§ **Excerpt**:
# # # # # # #
The Hard Part of Doing Less
How to Help Your Team Do More by Doing Less
Quick plug before we jump into the topic today. I recently became a member of the Forbes Technology Council. If you haven’t seen my first article, read it here (it’s all about whether AI is the silver bullet for productivity.)
In my last article, I talked about the “prioritization challenge” and how you can make sense of your priorities when everything feels important.
In this article, I want to unpack a specific aspect of this: the idea that to be great, you must do less. 💪
Doing less sounds simple. We all love to say we’re trying to do less, or that we’ll promise to do less after x, y or z is out the door. But the fact is, doing less is very hard. So hard that dozens of books and countless articles have been written on the topic.
The trouble is, we often assume doing less means we must reduce our actual amount of time spent on work. Sure, we’d all love to work a 4-hour workweek, but this simply isn’t possible for the majority of businesses. Instead, I think we should equate doing less with reducing the number of different things we’re working on. In other words, doing less is about less multitasking, less context switching, and more focused deep work.
Though doing less means you probably can’t go from a 50-hour workweek to a 30-hour workweek 😢... it does mean you can try to eliminate the noise, cut the distractions and focus on the work that will get you the farthest ahead. It means going from a broad set of things to a small set of things and focusing on patterns that are repeatable and scalable.
So, as a leader at a startup, how do you enable your team to do less? Here are some tips from the trenches:
1. Look at software development as a manufacturing process
This might not be a sexy way of viewing it, but it can be useful to draw parallels between software development and manufacturing.🏭 Both need to go through an assembly line of development, QA, and production. And both benefit from process optimization.
As with any assembly line, you will be producing, packaging, and distributing the product when it comes off the line. It’s critically important to automate the end-to-end processes to keep the team efficient. I’ve seen a lot of teams talk about the continuous development process, only to stress in the final stretches of getting features out the door. Even as a young startup, don’t just automate the development process, automate the production lifecycle as well.
You will continuously and frequently build and release product features. The more you can introduce automated workflows and standard operating procedures, the more you can reduce the noise for your team and protect their time for value-added deep work.
2. Try to find patterns that are repeatable and scalable
Along similar lines, look for other areas of opportunities where you can introduce repeatable methods and approaches both in the short term and long term. This includes repeatable methods for building new features and leveraging existing functionality for new capabilities in the product.
Even manufacturing companies have their “architecture” and build on common parts. Avoid bespoke development. It is expensive and leads to significant technical debt.
For instance, at Charli, we’ve recently decided to invest heavily into building our API. On one hand, it won’t have an immediate impact on user experience or delight. However, in the long run, it will result in some fantastic (and scalable) building blocks, as well as save our team tremendous time and cognitive effort. Sometimes looking to the future can be just as powerful as finding solutions for today.
# # # # # # #
(Collected data entries)
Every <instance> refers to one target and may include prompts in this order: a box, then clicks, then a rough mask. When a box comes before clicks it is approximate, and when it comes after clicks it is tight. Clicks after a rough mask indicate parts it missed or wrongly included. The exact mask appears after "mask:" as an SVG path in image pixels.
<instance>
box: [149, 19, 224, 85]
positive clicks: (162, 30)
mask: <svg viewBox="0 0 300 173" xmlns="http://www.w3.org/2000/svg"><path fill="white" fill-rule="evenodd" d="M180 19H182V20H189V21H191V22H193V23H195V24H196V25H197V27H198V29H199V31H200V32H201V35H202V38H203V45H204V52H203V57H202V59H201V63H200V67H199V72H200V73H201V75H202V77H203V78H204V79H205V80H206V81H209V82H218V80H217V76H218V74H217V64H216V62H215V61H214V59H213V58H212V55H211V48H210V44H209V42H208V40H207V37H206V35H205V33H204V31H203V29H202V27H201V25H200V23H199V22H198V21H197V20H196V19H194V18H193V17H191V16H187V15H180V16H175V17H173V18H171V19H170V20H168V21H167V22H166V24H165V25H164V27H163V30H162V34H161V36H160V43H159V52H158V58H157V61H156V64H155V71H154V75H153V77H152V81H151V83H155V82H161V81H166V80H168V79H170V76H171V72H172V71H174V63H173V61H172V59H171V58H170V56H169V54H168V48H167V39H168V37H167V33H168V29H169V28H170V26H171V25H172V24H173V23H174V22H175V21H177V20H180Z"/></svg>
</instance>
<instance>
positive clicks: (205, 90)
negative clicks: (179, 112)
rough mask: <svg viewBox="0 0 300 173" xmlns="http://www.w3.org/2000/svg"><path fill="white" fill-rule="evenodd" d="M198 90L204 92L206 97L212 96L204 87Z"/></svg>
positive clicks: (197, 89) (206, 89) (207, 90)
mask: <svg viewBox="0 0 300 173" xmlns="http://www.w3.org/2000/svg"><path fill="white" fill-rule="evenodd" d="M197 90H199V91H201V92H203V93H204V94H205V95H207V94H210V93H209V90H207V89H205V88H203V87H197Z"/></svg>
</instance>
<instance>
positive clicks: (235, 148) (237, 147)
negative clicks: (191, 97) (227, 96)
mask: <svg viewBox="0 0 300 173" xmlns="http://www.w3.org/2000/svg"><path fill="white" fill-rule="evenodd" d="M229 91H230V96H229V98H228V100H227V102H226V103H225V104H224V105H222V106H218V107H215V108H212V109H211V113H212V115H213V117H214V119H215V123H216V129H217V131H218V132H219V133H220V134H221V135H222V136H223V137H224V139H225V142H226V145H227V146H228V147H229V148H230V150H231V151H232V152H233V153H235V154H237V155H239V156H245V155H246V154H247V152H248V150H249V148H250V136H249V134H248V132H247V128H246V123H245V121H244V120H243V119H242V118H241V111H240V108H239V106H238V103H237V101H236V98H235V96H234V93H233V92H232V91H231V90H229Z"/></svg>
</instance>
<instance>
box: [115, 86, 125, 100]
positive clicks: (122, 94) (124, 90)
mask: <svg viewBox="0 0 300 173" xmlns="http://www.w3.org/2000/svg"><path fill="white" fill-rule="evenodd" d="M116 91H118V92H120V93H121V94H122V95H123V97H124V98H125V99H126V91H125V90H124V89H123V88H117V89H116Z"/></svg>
# # # # # # #
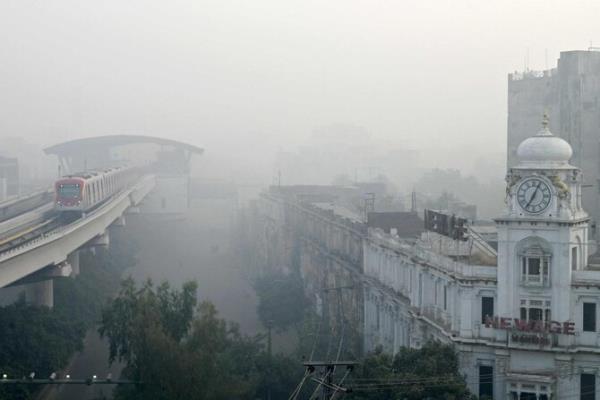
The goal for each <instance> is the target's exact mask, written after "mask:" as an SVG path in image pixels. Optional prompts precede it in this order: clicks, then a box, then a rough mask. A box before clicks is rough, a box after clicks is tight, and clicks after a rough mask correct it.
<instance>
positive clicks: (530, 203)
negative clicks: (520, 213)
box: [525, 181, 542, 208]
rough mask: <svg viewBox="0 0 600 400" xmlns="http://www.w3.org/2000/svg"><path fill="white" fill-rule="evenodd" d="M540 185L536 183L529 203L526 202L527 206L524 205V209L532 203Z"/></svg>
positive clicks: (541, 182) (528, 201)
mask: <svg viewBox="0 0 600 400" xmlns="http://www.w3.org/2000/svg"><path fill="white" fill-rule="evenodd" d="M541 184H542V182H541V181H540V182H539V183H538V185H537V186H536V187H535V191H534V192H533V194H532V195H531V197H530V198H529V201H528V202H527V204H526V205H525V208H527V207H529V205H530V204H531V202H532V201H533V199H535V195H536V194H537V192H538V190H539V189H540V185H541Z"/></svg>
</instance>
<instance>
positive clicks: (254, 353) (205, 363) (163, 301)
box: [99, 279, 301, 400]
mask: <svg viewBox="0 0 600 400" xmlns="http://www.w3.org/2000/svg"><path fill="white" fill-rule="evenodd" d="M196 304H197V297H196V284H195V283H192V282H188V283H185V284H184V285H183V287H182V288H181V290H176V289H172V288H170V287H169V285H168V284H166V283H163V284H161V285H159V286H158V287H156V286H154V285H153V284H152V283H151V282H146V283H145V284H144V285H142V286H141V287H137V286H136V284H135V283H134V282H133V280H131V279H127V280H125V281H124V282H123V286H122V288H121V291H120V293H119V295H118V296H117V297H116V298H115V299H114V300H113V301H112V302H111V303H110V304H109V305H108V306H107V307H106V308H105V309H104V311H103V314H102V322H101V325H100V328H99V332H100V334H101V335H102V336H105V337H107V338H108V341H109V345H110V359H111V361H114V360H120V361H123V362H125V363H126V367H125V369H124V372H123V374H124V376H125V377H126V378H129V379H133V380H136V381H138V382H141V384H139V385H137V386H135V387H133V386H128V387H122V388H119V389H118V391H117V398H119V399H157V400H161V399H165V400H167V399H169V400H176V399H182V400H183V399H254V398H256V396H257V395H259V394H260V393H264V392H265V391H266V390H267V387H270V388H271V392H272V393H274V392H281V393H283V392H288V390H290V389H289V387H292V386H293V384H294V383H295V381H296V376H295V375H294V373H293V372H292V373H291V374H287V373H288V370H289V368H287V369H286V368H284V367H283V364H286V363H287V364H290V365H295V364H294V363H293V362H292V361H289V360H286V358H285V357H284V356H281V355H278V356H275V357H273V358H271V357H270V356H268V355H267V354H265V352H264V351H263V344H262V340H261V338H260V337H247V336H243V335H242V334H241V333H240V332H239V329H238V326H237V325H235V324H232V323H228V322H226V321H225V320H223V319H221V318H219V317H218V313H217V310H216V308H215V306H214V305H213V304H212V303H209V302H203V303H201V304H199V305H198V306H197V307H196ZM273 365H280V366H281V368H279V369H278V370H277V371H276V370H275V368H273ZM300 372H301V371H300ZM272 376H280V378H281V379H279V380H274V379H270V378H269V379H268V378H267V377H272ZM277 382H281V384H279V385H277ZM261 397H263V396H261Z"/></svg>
# # # # # # #
§ **Required work**:
1) Please reproduce everything in the doing-less article from "2. Try to find" down to "significant technical debt.", word for word.
2) Condense the paragraph of the doing-less article that starts "As with any assembly line" into a short bulleted list that keeps its main facts.
3) Answer these questions from the doing-less article, one per line:
(a) What council did the writer recently become a member of?
(b) What three stages of an assembly line do software development and manufacturing both go through?
(c) What has Charli recently decided to invest heavily in building?
The records are separate material, unrelated to the doing-less article.

§ **Answers for this exercise**:
1)
2. Try to find patterns that are repeatable and scalable
Along similar lines, look for other areas of opportunities where you can introduce repeatable methods and approaches both in the short term and long term. This includes repeatable methods for building new features and leveraging existing functionality for new capabilities in the product.
Even manufacturing companies have their “architecture” and build on common parts. Avoid bespoke development. It is expensive and leads to significant technical debt.

2)
- A product coming off an assembly line is produced, packaged, and distributed.
- Automating the end-to-end processes is critical to keeping the team efficient.
- Many teams talk about continuous development but still stress in the final stretches of getting features out the door.
- Even a young startup should automate the production lifecycle as well as the development process.

3)
(a) The Forbes Technology Council.
(b) Development, QA, and production.
(c) Its API.